How to Ace an Interview with 'Insider Information'?

Magnifying Glass as Metaphor for Interview ResearchThere are some job seekers who seem to know exactly how to ace their interview. Their answers laser-focus on the key points the interviewer cares about. You too can have such answers and become an interview ace, if you prepare the right way.

Yes, getting ready for a job interview can be pretty stressful. It seems like there is a ton of research to complete and an infinite number of questions to be ready for. Yet, there are shortcuts. These shortcuts can not only save you time, they can also give you the confidence your job interview answers are targeted to the position you want.

If you want to land that dream job, here's one factor that can completely change the game. Learn from someone who is already familiar with the organization's hiring process. Let him or her tell you what the organization cares about, what information you must gather, and what questions to expect.

Now, you may be worried about how you do this, how you find that insider, and gain the information you need. Good news. Winning this advantage is easier than you think. You have a number of options at your disposal.

Let's walk through it:


1. Find someone or a few people who work at the company, used to work there, or know it really well (a big customer, a supplier, or a competitor). To do this:

  • Send out a message to your family and friends, and see whether they know someone who fits into one of these categories.
    A quick e-mail can work - something like, "Hi everyone, as you probably already know, I'm looking to switch jobs and have an interview with Partners LLC. I really want to land this job offer. Would you happen to know someone who works there, whom I could chat with for a few minutes?"
  • Go back to your college or even your high school, and see whether their alumni directory lists someone who worked for that firm. Since schools really care about alumni donations, they are often highly supportive of helping alumni in the job search. If you need a password or anything else to get onto their system, just ask, and they will quickly accommodate you.
  • Or hunt down people on LinkedIn and Twitter and reach out to them. Start out by looking on the LinkedIn company page, then move to other relevant groups. Look for the LinkedIn profiles of the people you are likely to work with.
  • On Twitter, search for the company name and research individuals who have big names in the industry. See who they are following, and poke around on their material. Look for common interests or activities between you and them. These commonalities can help start the conversation.

*STORED DATA:*
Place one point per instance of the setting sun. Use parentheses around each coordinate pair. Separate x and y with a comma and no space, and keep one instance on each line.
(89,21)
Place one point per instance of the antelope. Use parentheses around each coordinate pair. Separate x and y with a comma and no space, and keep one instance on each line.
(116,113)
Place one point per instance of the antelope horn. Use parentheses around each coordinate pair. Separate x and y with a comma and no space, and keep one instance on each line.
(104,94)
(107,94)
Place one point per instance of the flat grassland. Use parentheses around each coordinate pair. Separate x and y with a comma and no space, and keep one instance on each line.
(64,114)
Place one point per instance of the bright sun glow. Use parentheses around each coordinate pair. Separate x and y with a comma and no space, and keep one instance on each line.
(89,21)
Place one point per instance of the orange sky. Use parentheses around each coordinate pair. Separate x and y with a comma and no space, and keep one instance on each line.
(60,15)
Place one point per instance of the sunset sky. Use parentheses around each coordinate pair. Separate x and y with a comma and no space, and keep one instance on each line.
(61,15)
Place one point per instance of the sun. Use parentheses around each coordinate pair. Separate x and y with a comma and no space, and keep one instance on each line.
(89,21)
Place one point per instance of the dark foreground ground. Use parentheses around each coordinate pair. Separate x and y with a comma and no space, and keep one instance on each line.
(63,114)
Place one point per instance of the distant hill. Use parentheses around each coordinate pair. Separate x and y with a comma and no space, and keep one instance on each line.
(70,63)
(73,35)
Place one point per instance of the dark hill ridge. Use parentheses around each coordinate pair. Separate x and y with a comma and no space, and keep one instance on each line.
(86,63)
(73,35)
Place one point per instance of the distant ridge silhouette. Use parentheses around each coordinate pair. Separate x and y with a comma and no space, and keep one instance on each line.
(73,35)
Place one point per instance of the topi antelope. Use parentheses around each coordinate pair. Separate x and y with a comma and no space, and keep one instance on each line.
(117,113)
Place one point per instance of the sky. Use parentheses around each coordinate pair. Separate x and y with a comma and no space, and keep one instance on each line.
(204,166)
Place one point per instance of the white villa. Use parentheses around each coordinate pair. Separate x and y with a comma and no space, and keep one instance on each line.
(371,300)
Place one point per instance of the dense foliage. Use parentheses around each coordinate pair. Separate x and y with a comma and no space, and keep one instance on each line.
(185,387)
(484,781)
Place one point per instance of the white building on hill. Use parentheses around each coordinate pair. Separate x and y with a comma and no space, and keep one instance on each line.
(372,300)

*JOB:* Please rework everything in the interview article from "If you want" down to "at your disposal.", swapping "dream job" for "ideal position".

*SOLUTION TO THE EXERCISE:*
If you want to land that ideal position, here's one factor that can completely change the game. Learn from someone who is already familiar with the organization's hiring process. Let him or her tell you what the organization cares about, what information you must gather, and what questions to expect.

Now, you may be worried about how you do this, how you find that insider, and gain the information you need. Good news. Winning this advantage is easier than you think. You have a number of options at your disposal.